# TASK TO CARRY OUT:
Write out the listing beneath this instruction in its entirety, exactly as it reads.

# THE INPUT:

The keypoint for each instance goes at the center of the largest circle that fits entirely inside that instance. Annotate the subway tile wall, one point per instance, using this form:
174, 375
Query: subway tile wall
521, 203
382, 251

# RESPONSE TO THIS TASK:
The keypoint for each instance goes at the center of the largest circle that fits entirely inside that instance. Annotate the subway tile wall, one point per instance, using this form:
174, 375
Query: subway tile wall
521, 203
382, 251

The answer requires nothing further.